Sua escrita tem certa rispidez e crueza. Para os desavisados, ler a poesia marginal, lo-fi do Cidade é como pisar em espinhos, descalço. O sangramento é quase inevitável. Em compensação os seus leitores certamente gostarão de sentir essa dor.
A poesia transcendental, transcarnavalesca e original do poeta leopoldense vai além, e é uma punhalada certeira no coração da literatura banal, acostumada a lirismos fáceis, a metáfora arcaicas. É um soco na boca do estômago dos puritanos adeptos de versinhos de amor. Mais: Cohab Goya é um chega para lá na linha de montagem comercial literária, acostumada a produzir livros engessados que visam o lucro acima da arte.
Se a poesia fosse uma igreja, Bukowski, Whitman, Ginsberg, Blake, Leminski seriam seus profetas. Cidade, por sua vez, certamente é candidato a beato. Basta que não caia na tentação do sentimentalismo e um dia poderá ser santo.
Para quem quiser saber mais sobre a sua poesia, ele produziu em 2020 uma série de vídeos chamado PALIATIVOS PSÍQUICOS. São 10 videopoesias produzidas por ele (poesia e voz) e Ícaro Estivalet (som e imagem) com auxílio do edital emergencial para cultura do município de São Leopoldo/RS.
Os vídeos com os poemas podem ser encontrados no Canal Freak Sound: https://www.youtube.com/channel/UC2NctHO0b1X976Tlh2F5EfA
Abaixo 3 poemas de Everton Cidade extraídos do livro Cohab Goya:
2/.
Uma diáspora
Uma
Em pobreza
Que nos adora
Em fraqueza
Nos acavalou
Com a gentileza
De uma espora
Nessas casas feitas à faca
Nesses prédios onde cama é maca
Fomos realeza por uma hora
Mas a tragédia
Nos namora.

Material fornecido —

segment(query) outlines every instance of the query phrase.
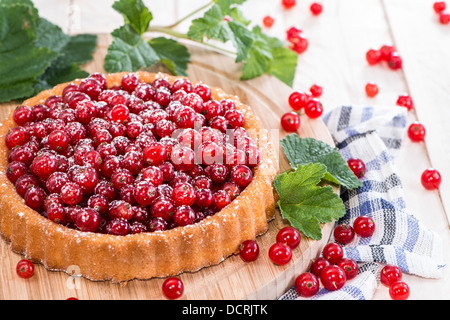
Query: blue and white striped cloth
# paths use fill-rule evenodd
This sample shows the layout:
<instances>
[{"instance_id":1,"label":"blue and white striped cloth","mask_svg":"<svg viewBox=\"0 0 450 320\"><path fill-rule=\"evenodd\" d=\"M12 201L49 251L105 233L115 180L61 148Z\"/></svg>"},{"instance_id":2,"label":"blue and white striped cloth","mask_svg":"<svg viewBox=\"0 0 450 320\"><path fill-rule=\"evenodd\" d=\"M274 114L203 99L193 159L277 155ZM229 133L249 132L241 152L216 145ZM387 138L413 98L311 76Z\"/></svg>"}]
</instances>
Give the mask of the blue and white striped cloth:
<instances>
[{"instance_id":1,"label":"blue and white striped cloth","mask_svg":"<svg viewBox=\"0 0 450 320\"><path fill-rule=\"evenodd\" d=\"M352 225L358 216L368 215L376 227L373 236L356 235L343 246L344 256L358 262L358 275L340 290L321 287L309 299L371 299L386 264L425 278L442 277L445 267L442 240L408 212L394 165L406 132L406 109L343 106L326 114L323 120L344 159L359 158L366 165L362 187L341 188L346 214L336 225ZM334 242L333 235L329 242ZM280 299L304 298L291 288Z\"/></svg>"}]
</instances>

Objetivo do exercício — Relacione os poetas que, segundo o trecho sobre a poesia de Everton Cidade, seriam os profetas da poesia se ela fosse uma igreja. As linhas não são necessárias para a resolução.

Resolução da tarefa — Bukowski, Whitman, Ginsberg, Blake e Leminski.